Output the data below exactly. Leave nothing out.

[Material provided Boundary: Start]

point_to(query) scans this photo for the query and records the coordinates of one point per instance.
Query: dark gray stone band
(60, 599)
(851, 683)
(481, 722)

[Material provided Boundary: End]

» Exercise solution
point_to(query) scans this photo for the query and records the coordinates of one point per instance.
Query: dark gray stone band
(60, 599)
(851, 683)
(481, 722)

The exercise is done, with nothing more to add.